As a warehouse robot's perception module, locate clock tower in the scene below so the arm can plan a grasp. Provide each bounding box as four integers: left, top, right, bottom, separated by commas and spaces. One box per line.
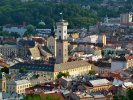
56, 20, 68, 63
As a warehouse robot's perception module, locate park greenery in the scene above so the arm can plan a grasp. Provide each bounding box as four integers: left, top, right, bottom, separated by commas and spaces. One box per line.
0, 0, 99, 29
57, 72, 70, 78
0, 31, 20, 38
1, 67, 9, 74
19, 68, 28, 73
88, 70, 96, 75
0, 0, 132, 29
114, 88, 133, 100
23, 24, 36, 36
24, 94, 60, 100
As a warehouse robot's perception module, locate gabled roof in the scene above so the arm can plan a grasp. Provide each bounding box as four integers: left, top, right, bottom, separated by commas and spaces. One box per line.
54, 60, 91, 72
125, 56, 133, 61
93, 62, 111, 68
10, 63, 55, 72
41, 46, 53, 55
89, 79, 110, 87
18, 39, 35, 47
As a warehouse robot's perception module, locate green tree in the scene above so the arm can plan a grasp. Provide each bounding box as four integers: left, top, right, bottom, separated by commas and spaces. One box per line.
115, 32, 120, 37
0, 1, 98, 28
19, 68, 28, 73
127, 88, 133, 100
114, 88, 133, 100
24, 94, 40, 100
1, 67, 9, 74
102, 50, 106, 56
57, 72, 70, 78
108, 50, 113, 55
113, 95, 128, 100
88, 70, 96, 75
10, 32, 20, 38
24, 94, 60, 100
41, 95, 60, 100
23, 24, 36, 37
65, 72, 70, 77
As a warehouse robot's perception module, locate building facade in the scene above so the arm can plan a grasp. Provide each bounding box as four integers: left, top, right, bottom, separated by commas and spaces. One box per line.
111, 56, 133, 71
9, 60, 92, 80
47, 36, 57, 57
89, 79, 112, 92
0, 73, 6, 92
120, 13, 133, 25
6, 80, 31, 94
17, 39, 35, 58
83, 35, 106, 46
90, 61, 111, 74
0, 45, 17, 58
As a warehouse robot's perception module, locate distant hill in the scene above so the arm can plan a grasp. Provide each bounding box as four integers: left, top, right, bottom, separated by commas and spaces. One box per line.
0, 0, 132, 28
0, 0, 98, 28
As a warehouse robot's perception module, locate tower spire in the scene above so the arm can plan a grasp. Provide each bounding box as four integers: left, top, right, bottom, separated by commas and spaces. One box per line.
60, 12, 63, 21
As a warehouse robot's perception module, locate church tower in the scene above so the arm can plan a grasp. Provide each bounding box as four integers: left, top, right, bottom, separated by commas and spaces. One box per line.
0, 72, 6, 92
56, 19, 68, 63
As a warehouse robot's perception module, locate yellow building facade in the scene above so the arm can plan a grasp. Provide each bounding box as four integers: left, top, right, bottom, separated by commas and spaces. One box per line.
0, 72, 6, 92
6, 80, 31, 94
10, 60, 93, 80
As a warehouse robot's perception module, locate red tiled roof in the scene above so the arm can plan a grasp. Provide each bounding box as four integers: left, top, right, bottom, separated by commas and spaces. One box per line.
0, 62, 9, 67
32, 37, 46, 44
125, 56, 133, 60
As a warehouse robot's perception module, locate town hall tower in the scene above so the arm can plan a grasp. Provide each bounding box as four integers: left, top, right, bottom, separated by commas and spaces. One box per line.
56, 20, 68, 63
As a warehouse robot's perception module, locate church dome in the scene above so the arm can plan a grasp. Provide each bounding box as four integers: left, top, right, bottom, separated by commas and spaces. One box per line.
38, 20, 45, 26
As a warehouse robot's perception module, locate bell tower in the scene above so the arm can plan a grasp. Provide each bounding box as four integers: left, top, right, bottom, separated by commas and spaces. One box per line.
56, 19, 68, 63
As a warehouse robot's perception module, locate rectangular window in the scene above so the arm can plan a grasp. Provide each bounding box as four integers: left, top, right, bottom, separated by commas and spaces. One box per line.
59, 36, 61, 40
59, 30, 61, 33
59, 49, 61, 56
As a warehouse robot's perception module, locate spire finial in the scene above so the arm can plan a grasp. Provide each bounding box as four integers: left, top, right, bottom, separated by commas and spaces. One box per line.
60, 12, 63, 21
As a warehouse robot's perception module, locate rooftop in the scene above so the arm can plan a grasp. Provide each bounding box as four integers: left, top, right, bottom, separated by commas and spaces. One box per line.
7, 79, 30, 85
0, 92, 24, 100
89, 79, 110, 86
113, 56, 133, 61
93, 94, 105, 98
93, 61, 111, 68
10, 60, 91, 72
55, 60, 91, 71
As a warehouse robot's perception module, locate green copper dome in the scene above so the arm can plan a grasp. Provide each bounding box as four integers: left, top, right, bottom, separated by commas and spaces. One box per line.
38, 20, 45, 26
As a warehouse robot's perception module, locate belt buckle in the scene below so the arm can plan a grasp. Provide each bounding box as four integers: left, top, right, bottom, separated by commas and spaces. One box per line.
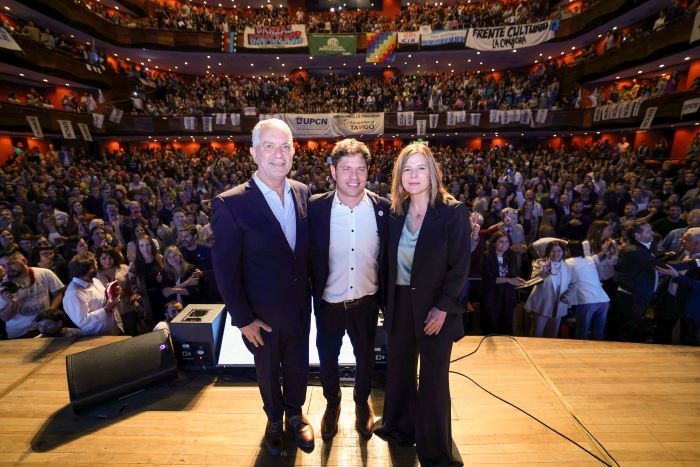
______________________________
* [THE TASK]: Reproduce the entire listing exactly, but omit any pictures.

* [TASK SOLUTION]:
As a warehouse robot's perception module, locate clock tower in the scene below so the arm can plan a grasp. Provide each bounding box as four integers: left, top, right, bottom, separated by commas and spaces. One box per line.
56, 20, 68, 63
As a warehouse robot's perception module, locate park greenery in the scene above so the arm can plan a grasp. Provide each bounding box as four integers: left, top, right, bottom, separated by commas and spaces. One box per line.
0, 0, 99, 29
57, 72, 70, 78
0, 31, 20, 38
1, 67, 9, 74
19, 68, 28, 73
88, 70, 96, 75
0, 0, 132, 29
114, 88, 133, 100
23, 24, 36, 36
24, 94, 60, 100
As a warehouse robot's perception module, locate gabled roof in the scene above so the arm can plan a grasp. Provide each bounding box as four integers: left, top, right, bottom, separated by commas and spaces. One box per line.
54, 60, 91, 72
125, 56, 133, 61
93, 62, 111, 68
10, 63, 55, 72
41, 46, 53, 55
89, 79, 110, 87
18, 39, 35, 47
As a warehouse robot's perception module, locate green tree in the scene above so the arm can plan a grasp. Provide each bounding box as four integers: left, top, right, bottom, separated by commas and spaces. One box per line.
115, 32, 120, 37
0, 1, 98, 28
19, 68, 28, 73
127, 88, 133, 100
114, 88, 133, 100
24, 94, 40, 100
1, 67, 9, 74
102, 50, 106, 56
57, 72, 70, 78
108, 50, 113, 55
113, 95, 128, 100
88, 70, 96, 75
10, 32, 20, 38
24, 94, 60, 100
41, 95, 60, 100
23, 24, 36, 37
65, 72, 70, 77
As a warehouse robot's perception module, locate building facade in the scene above so the arm can plan a grasp. Provide each bounding box as four integers: left, top, right, bottom, separated by commas and spaces. One box per line.
111, 56, 133, 71
9, 60, 92, 80
47, 36, 57, 57
89, 79, 112, 92
0, 73, 6, 92
120, 13, 133, 25
6, 80, 31, 94
17, 39, 35, 58
83, 35, 106, 46
90, 61, 111, 74
0, 45, 17, 58
As a warehouse robot's perception module, locate distant hill in the scene above so the arm can plan a grasp. Provide each bounding box as four integers: left, top, right, bottom, separated by commas and spaces. One box per line.
0, 0, 132, 28
0, 0, 98, 28
As a warehouse robot's perception module, locate tower spire in the scene above so the arm can plan a grasp. Provide each bounding box as four integers: left, top, right, bottom, separated by commas and spaces. One box per line.
60, 12, 63, 21
As a warehouse robot's perception module, locate church tower in the scene above so the arm can plan a grasp. Provide each bounding box as four integers: left, top, right, bottom, separated by commas and spaces. One box per line.
0, 72, 6, 92
56, 19, 68, 63
As a warehouse robot's perception module, locate yellow building facade in the scene above so the arm can plan a grasp. Provide each bounding box as four integers: left, top, right, bottom, separated by commas and spaces. One box per line.
0, 72, 6, 92
6, 80, 31, 94
10, 60, 93, 80
As a warehouse robot's perception module, locate red tiled roof in the scene above so the arm can plan a grasp. Provide each bounding box as four integers: left, top, right, bottom, separated by commas and spaces. One box per line.
0, 62, 9, 67
32, 37, 46, 44
125, 56, 133, 60
As a warehouse robot's perception module, locate town hall tower in the scene above so the arm can plan a grasp. Provide each bounding box as four integers: left, top, right, bottom, separated by commas and spaces. One box per line.
56, 20, 68, 63
As a warehouse robot's perception module, locate church dome in the scene above so the arm can plan a grasp. Provide each bounding box as four integers: left, top, right, bottom, separated by commas and spaces. One box per line.
38, 20, 45, 26
As a warehouse robot's perception module, locate bell tower in the scene above so the arm can plan a grasp. Provide each bounding box as four integers: left, top, right, bottom, separated by commas and spaces. One box per line.
56, 19, 68, 63
As a warehouse robot's perception module, locate rectangular window in the scene above so the arm can plan a grasp. Provide each bounding box as four integers: left, top, right, bottom, separated by commas and spaces. One box per line.
59, 36, 61, 40
59, 30, 61, 33
59, 49, 61, 56
As a warehouse robot's perception module, locate spire finial in the scene above so the arm can plan a grasp. Provide each bounding box as four integers: left, top, right, bottom, separated by commas and spaces. One box per line.
60, 12, 63, 21
As a warehouse robot's perception module, locate rooftop in the scene above so the arm can plan a grasp. Provide each bounding box as four integers: left, top, right, bottom, separated by commas and spaces. One box per line.
7, 79, 30, 85
0, 92, 24, 100
89, 79, 110, 86
113, 56, 133, 61
93, 94, 105, 98
93, 61, 111, 68
10, 60, 91, 72
55, 60, 91, 71
As a warehouse robot's perception module, locate green copper dome in the scene above so the arm can plan a grasp. Provide each bounding box as four integers: left, top, right, bottom, separated by commas and spaces. One box per line.
38, 20, 45, 26
As a warehouse robot's perception module, locate belt buckle in the scene below so the arm can plan a grasp. Provide each bounding box as four integers: left, top, right, bottom, separated by commas and spaces. One box per line.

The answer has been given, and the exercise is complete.